-------- Data --------

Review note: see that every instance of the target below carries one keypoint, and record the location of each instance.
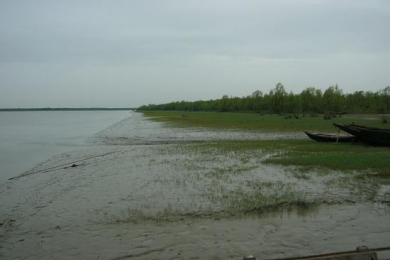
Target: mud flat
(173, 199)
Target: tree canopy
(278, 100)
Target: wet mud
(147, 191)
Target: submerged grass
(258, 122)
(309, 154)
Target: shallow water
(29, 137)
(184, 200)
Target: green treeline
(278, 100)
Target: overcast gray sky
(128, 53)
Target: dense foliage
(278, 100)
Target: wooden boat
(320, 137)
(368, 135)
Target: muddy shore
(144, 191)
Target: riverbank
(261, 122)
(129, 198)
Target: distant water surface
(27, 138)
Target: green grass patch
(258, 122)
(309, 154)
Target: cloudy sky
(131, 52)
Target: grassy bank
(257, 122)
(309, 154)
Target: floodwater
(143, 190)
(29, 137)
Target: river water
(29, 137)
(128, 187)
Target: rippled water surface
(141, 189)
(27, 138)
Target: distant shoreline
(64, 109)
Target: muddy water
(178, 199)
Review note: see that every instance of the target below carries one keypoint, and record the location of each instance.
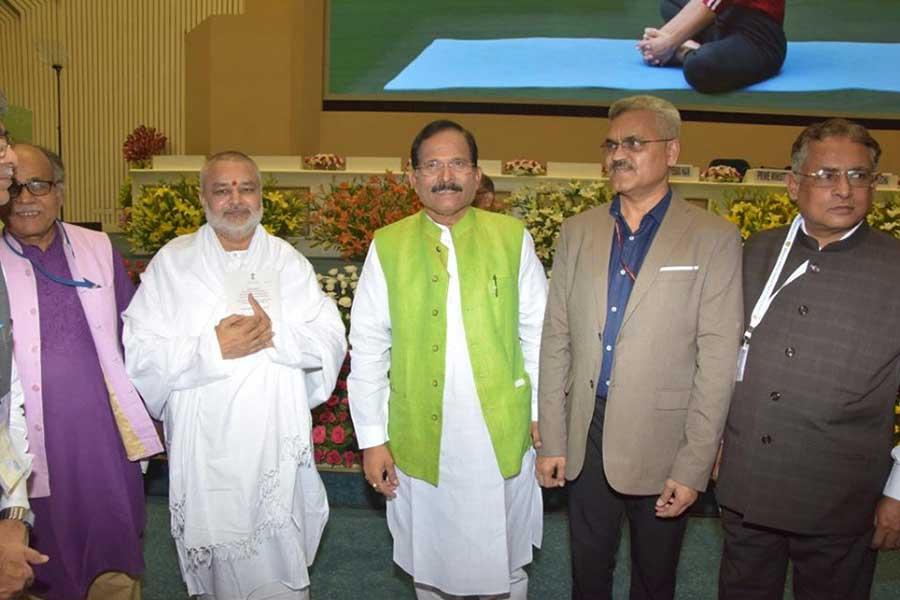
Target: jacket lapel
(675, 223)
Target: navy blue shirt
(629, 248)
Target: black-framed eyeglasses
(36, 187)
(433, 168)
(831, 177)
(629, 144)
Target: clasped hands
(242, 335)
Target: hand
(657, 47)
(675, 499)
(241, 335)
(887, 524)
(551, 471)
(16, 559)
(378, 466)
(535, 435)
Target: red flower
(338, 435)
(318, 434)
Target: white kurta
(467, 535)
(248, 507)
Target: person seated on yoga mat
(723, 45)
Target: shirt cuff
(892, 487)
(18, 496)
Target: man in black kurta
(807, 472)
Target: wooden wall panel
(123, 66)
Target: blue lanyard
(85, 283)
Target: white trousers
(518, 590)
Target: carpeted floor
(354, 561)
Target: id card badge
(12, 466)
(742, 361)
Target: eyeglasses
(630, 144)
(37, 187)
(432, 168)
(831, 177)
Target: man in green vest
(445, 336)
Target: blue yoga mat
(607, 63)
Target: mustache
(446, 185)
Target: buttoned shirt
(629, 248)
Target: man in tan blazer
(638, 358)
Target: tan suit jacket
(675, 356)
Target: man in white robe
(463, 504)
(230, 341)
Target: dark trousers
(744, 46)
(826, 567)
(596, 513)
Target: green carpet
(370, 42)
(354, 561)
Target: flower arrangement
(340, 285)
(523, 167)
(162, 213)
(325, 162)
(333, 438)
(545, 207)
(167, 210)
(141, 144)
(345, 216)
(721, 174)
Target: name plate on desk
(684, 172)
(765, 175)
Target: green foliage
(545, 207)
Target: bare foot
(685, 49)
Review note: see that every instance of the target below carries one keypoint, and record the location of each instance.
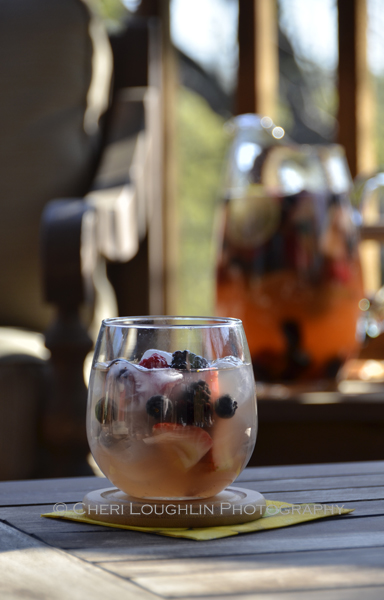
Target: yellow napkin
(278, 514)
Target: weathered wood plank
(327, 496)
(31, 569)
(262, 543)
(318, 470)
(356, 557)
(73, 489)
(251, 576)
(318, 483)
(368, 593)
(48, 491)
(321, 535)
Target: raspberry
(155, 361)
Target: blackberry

--------

**Problem statement:**
Beginning with the line that holds "Target: rippled water surface" and ending with the last line of the material above, extract every line exactly, pictures excluded.

**Answer to this problem:**
Target: rippled water surface
(141, 189)
(27, 138)
Target: distant shoreline
(64, 109)
Target: muddy water
(178, 199)
Review note: see that every instance of the target below carries one keypoint, and record the location of each instance.
Target: jacket lapel
(675, 223)
Target: navy blue shirt
(629, 248)
Target: black-framed eyeglasses
(36, 187)
(433, 168)
(831, 177)
(629, 144)
Target: clasped hands
(242, 335)
Target: hand
(657, 47)
(675, 499)
(241, 335)
(887, 524)
(551, 471)
(16, 559)
(378, 466)
(535, 435)
Target: red flower
(338, 435)
(318, 434)
Target: white kurta
(467, 535)
(248, 507)
Target: person seated on yoga mat
(723, 45)
Target: shirt cuff
(892, 487)
(18, 496)
Target: man in black kurta
(807, 472)
Target: wooden wall panel
(123, 66)
Target: blue lanyard
(85, 283)
Target: white trousers
(518, 590)
Target: carpeted floor
(354, 561)
Target: id card badge
(12, 466)
(742, 361)
Target: eyeglasses
(630, 144)
(37, 187)
(432, 168)
(831, 177)
Target: man in green vest
(445, 336)
Target: blue yoga mat
(607, 63)
Target: mustache
(446, 185)
Target: buttoned shirt
(629, 248)
Target: man in tan blazer
(638, 358)
Target: tan suit jacket
(675, 356)
Target: man in white robe
(463, 504)
(230, 341)
Target: dark trousers
(744, 46)
(826, 567)
(596, 513)
Target: green carpet
(370, 42)
(354, 561)
Target: flower arrangement
(340, 285)
(523, 167)
(162, 213)
(325, 162)
(333, 438)
(545, 207)
(167, 210)
(141, 144)
(345, 216)
(721, 174)
Target: name plate on desk
(684, 172)
(765, 175)
Target: green foliage
(545, 207)
Target: bare foot
(685, 49)
Review note: see that every instance of the target below carries one keypoint, and record the location of each instance.
Target: yellow napkin
(278, 514)
Target: weathered wood plank
(327, 496)
(31, 569)
(262, 543)
(318, 470)
(356, 557)
(73, 489)
(251, 576)
(318, 483)
(368, 593)
(48, 491)
(321, 535)
Target: raspberry
(155, 361)
Target: blackberry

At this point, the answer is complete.